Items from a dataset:
Content starts
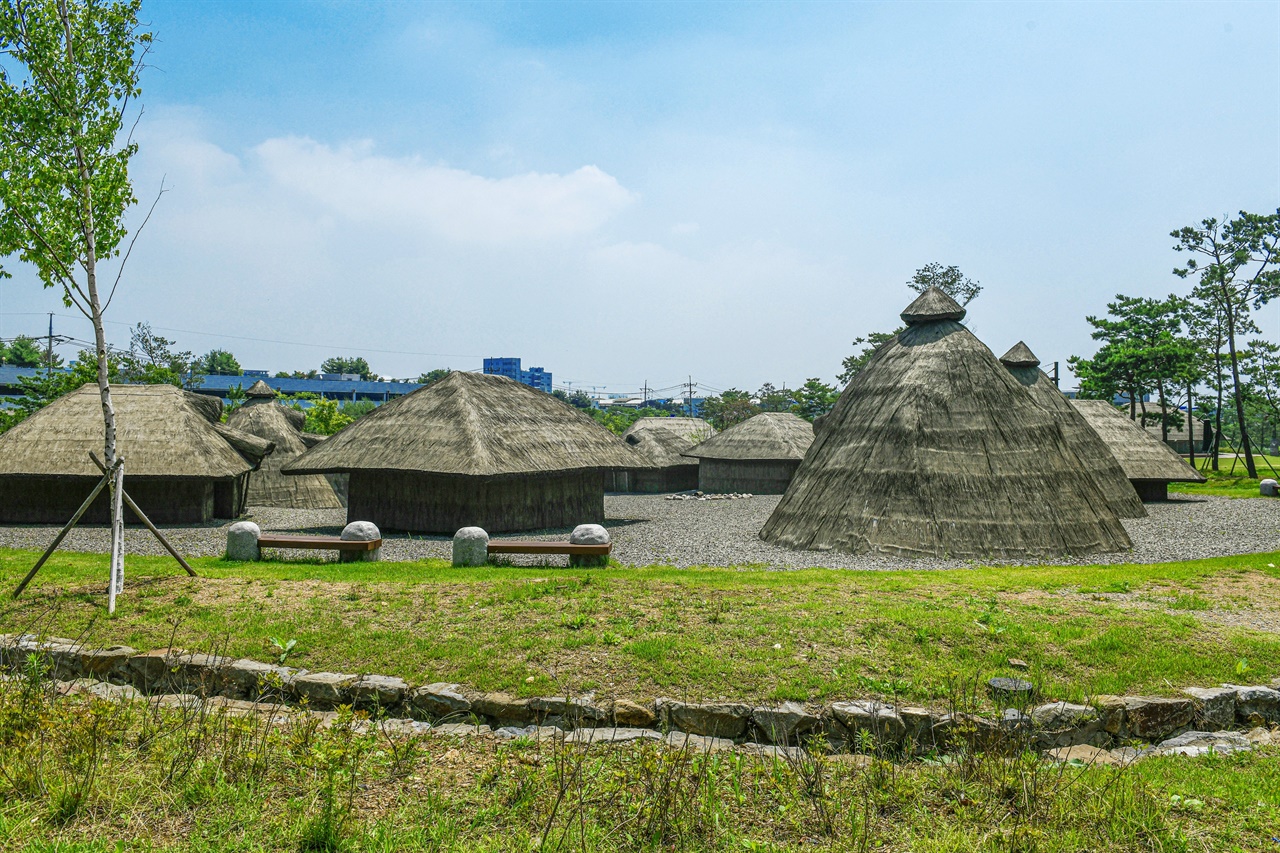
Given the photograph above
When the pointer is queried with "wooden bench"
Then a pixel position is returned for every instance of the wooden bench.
(540, 546)
(318, 543)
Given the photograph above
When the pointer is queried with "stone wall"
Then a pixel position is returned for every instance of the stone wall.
(1119, 726)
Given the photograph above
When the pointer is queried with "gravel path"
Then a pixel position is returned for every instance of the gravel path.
(649, 529)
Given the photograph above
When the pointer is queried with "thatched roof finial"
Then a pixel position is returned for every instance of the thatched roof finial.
(1019, 356)
(260, 389)
(932, 306)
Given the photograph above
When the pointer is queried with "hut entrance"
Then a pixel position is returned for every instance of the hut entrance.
(117, 583)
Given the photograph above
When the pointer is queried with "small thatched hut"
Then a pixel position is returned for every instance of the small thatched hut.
(1093, 454)
(471, 450)
(263, 416)
(935, 450)
(758, 456)
(181, 464)
(661, 442)
(1150, 464)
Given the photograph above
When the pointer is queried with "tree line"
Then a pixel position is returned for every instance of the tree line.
(1198, 351)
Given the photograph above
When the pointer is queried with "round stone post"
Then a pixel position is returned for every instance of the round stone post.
(242, 542)
(470, 547)
(589, 534)
(361, 532)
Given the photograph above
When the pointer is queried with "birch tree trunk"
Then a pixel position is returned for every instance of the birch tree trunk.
(114, 465)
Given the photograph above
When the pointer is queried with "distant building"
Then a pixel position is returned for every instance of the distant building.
(510, 368)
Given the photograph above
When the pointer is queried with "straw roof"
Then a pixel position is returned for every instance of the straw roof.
(1093, 454)
(160, 430)
(261, 391)
(470, 424)
(662, 441)
(1142, 456)
(269, 487)
(935, 450)
(768, 436)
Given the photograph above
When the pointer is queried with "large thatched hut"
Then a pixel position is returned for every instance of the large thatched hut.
(1096, 456)
(758, 456)
(1150, 464)
(661, 443)
(181, 464)
(263, 416)
(935, 450)
(471, 450)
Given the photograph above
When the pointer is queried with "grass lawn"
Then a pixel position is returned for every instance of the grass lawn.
(702, 633)
(81, 776)
(1228, 482)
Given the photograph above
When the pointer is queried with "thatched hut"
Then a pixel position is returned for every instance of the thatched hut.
(471, 450)
(1092, 452)
(1150, 464)
(758, 456)
(263, 416)
(661, 442)
(181, 464)
(935, 450)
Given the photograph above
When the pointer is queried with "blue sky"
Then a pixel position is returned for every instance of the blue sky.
(629, 192)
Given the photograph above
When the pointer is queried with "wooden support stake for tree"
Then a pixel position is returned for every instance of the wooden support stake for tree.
(146, 521)
(62, 534)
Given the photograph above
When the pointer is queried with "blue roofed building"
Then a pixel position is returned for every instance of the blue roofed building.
(510, 368)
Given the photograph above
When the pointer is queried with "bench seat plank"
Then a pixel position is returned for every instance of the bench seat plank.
(539, 546)
(318, 543)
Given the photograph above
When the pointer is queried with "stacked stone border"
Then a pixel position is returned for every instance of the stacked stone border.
(1111, 729)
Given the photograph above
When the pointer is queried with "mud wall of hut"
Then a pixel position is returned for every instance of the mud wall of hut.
(676, 478)
(53, 500)
(755, 477)
(433, 503)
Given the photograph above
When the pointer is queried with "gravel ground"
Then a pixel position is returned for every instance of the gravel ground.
(648, 529)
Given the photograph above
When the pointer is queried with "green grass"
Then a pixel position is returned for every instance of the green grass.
(699, 633)
(1228, 482)
(88, 776)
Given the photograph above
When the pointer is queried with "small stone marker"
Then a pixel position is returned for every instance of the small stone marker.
(361, 532)
(589, 534)
(1011, 690)
(470, 547)
(242, 542)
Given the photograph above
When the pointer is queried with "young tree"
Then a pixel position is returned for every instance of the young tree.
(773, 398)
(23, 352)
(432, 377)
(814, 398)
(154, 361)
(339, 364)
(731, 407)
(1237, 273)
(71, 72)
(218, 363)
(949, 279)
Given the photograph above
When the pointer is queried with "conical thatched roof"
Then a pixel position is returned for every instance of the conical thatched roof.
(160, 430)
(470, 424)
(1142, 456)
(661, 441)
(931, 306)
(935, 450)
(268, 486)
(1092, 452)
(768, 436)
(261, 391)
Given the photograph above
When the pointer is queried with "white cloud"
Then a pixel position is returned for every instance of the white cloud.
(352, 182)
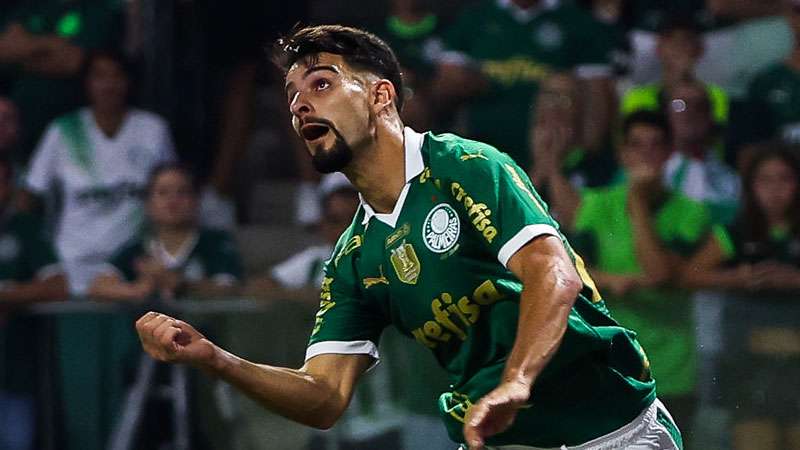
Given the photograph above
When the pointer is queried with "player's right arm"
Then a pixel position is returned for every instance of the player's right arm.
Content ends
• YOUR TASK:
Since the copy must contain no pictures, return only the text of the records, exactly as it stands.

• EXPECTED OUTPUT:
Given the photograph above
When the pointer is queried with "wooden bench"
Then a pixel position is returned for every instance of the wooden bench.
(540, 546)
(318, 543)
Given the photograph above
When the pointer is queried with "stone wall"
Then a pixel position is returned for every instance of the stone wall.
(1119, 726)
Given the photograph above
When the pointer is queried with "gravel path"
Then a pixel position is returned for every instance of the gravel path.
(649, 529)
Given the photograph above
When the pointer is queried with "thatched roof finial"
Then a pixel position is returned for every instance of the thatched roof finial.
(1019, 356)
(260, 389)
(932, 306)
Given the photograph above
When the pointer is queried with "hut entrance"
Then a pixel position is returned for every instance of the hut entrance.
(117, 583)
Given the photograph above
When the pointer is queried with "small thatched hut"
Then a pixel position is returned for every instance of the small thatched hut.
(1093, 454)
(471, 450)
(263, 416)
(935, 450)
(758, 456)
(181, 464)
(661, 442)
(1150, 464)
Given the photograph above
When the pointer is queried with "tree line"
Then a pixel position is returned for every instance of the tree line.
(1198, 351)
Given the photograph above
When the pointer is queried with "round stone post"
Then a pixel position is returned for every instance of the round stone post.
(242, 542)
(470, 547)
(589, 534)
(361, 532)
Given the photograph above
When the pointer is queried with "birch tree trunk"
Then a pixel position is returned for every instance of the birch tree trunk.
(114, 465)
Given the photograph above
When the pointer is queried with "distant building"
Then a pixel position is returned for every instance of the distant building.
(510, 368)
Given the photograph above
When the pointer is queried with "straw roof"
Then a pixel position is returned for every instance of the straw roof.
(1093, 454)
(160, 430)
(261, 391)
(470, 424)
(662, 441)
(1142, 456)
(269, 487)
(935, 450)
(768, 436)
Given the photograph above
When the pointer is queried with "large thatched hut"
Then a pixel position is returned for every instance of the large thatched hut.
(1096, 456)
(758, 456)
(1150, 464)
(661, 443)
(181, 464)
(263, 416)
(935, 450)
(471, 450)
Given the photograph above
When the pointer is queried with "grass lawn"
Then a pixel position is returned for every instance of the grass lawn.
(702, 633)
(81, 776)
(1228, 482)
Given the photograph above
When the pointer is queried with "thatched hut"
Then a pixel position is returned for every instance of the thatched hut.
(471, 450)
(1092, 452)
(1150, 464)
(758, 456)
(263, 416)
(661, 442)
(181, 464)
(935, 450)
Given the photograph above
When the pointer is queried with "blue sky"
Then a pixel position is returned for every instance of the blue sky.
(629, 192)
Given the photograph above
When the pointer is queried with "wooden support stake for tree"
Then a pixel position is returned for every instance of the wooden support stake for tree.
(146, 521)
(62, 534)
Given the photograph above
When the pointer is queried with "blue roofed building"
Then a pixel position is returned for every instance of the blue roofed building.
(510, 368)
Given the photograph above
When the pointer is queried with "bench seat plank"
Then a pixel position is returned for every instance of the bench seat plank.
(539, 546)
(318, 543)
Given the photograph above
When the pointer is queried with "stacked stone border"
Then a pixel position is returned for every instance of the stacked stone border.
(1111, 729)
Given the photograph above
When the pointer is queried with "mud wall of hut"
Then a pixel position is returned for every instance of the mud wall of hut.
(676, 478)
(53, 500)
(755, 477)
(433, 503)
Given the photograph above
When the pointer is queried with "gravel ground"
Then a pixel position is returned for every instance of the gravel ground.
(648, 529)
Given the photograph above
When the pointer is queried with "green grass"
Then a pixel position is returned for every instance of the green grass.
(699, 633)
(1228, 482)
(88, 776)
Given the photograph above
When the pointer is queried with "small stone marker"
Then a pixel position is returned for every instance of the small stone marker.
(361, 532)
(589, 534)
(1011, 690)
(470, 547)
(242, 542)
Given the photograph above
When the pointer is queried with "young tree"
Then a pixel position is returned for every instance of the young tree.
(773, 398)
(23, 352)
(432, 377)
(814, 398)
(154, 361)
(339, 364)
(731, 407)
(1237, 273)
(71, 72)
(218, 363)
(949, 279)
Given the photograph above
When the pointer is queried with "conical thatched roof"
Then a pixel position is returned for every instance of the conical thatched roof.
(160, 430)
(470, 424)
(1142, 456)
(661, 441)
(931, 306)
(935, 450)
(268, 486)
(1092, 452)
(768, 436)
(261, 391)
Given the photograph above
When the pointer is queried with "white cloud"
Then a pixel position is returned for every instance of the white cloud.
(352, 182)
Given the photograph above
When the pointer is queried with "player's right arm"
Then a pixel position is returned for every instance of the player's right arm.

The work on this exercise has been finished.